**Text section**
____________

Acknowledging the urgency of the rampant climate crisis, they not only created a new term but also a new methodology: the critical zone is predicated on the notion that the interconnections of all entities within the zone are inescapable. Something which indigenous people, among others, have known and practiced all along. Another objective of the earth scientists in coining the term was to disrupt the discourse on the planet’s dire circumstances, aiming to foster a new approach to earthly politics necessitated by the ecological crisis.

[ . . . ]

The Observatory: Art And Life In The Critical Zone is not unlike such observatories belonging to the critical zone: the exhibition gathers heterogeneous art works, which nevertheless all pertain to what is going on within the critical zone. If the observatories try to overcome the incongruity between lab results and field data, between a range of individual disciplines usually kept apart, the exhibition attempts at allowing seemingly disparate art works to influence each other within and outside the exhibition space at Södertälje konsthall.

Like the research in the critical zone observatories, the art works/cosmograms in the exhibition represent – and present – a variety of things going on in the critical zone. They reflect an array of phenomena, but they also do things themselves – they actively perform. Likewise, for the critical zone researchers, it is not only the constitution and character of an organism that matters but also the chemical and physical reactions that they generate. In other words, it is essentially a question about agency. And hence, it is more about what something does, than what it is. Here, the specific agency of life-forms goes hand in hand with a more complex view of the material world. Contemporary art as a particular form of understanding, with its ability to both complexify and simplify, plays an interesting role within this intricate view.

____________

**Records shown**

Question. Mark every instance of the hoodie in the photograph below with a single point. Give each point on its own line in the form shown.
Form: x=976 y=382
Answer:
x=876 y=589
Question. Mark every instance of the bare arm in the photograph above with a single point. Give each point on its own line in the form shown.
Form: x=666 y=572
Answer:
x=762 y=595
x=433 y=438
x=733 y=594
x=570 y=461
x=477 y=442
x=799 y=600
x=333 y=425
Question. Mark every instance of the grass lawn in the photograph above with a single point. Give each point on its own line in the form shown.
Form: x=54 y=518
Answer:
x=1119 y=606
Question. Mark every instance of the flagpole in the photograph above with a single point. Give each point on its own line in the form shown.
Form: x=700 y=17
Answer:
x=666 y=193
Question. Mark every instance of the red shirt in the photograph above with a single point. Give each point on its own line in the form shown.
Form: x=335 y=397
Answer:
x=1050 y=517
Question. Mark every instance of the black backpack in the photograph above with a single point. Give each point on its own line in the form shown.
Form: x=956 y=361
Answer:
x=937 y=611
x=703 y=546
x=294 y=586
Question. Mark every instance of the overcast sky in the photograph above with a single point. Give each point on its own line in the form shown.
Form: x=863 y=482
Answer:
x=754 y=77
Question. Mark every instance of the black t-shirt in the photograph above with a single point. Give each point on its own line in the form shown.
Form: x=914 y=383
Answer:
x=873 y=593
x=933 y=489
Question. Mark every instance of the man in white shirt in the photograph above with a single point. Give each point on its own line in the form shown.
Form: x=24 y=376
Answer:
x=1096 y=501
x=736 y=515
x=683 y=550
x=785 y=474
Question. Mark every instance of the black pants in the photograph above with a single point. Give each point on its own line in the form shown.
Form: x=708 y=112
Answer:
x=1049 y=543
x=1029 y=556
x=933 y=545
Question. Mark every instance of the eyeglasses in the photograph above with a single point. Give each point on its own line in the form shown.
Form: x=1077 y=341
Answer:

____________

**Parts of the exercise**
1) From the critical zone text, write out the passage starting with "The Observatory: Art" and going on through "at Södertälje konsthall.".
2) Why, according to the critical zone text, is it more about what something does than what it is? Explain in one to three sentences.

**Worked solutions**
1)
The Observatory: Art And Life In The Critical Zone is not unlike such observatories belonging to the critical zone: the exhibition gathers heterogeneous art works, which nevertheless all pertain to what is going on within the critical zone. If the observatories try to overcome the incongruity between lab results and field data, between a range of individual disciplines usually kept apart, the exhibition attempts at allowing seemingly disparate art works to influence each other within and outside the exhibition space at Södertälje konsthall.

2) The text says it is essentially a question about agency. For critical zone researchers, what matters is not only the constitution and character of an organism but also the chemical and physical reactions generated.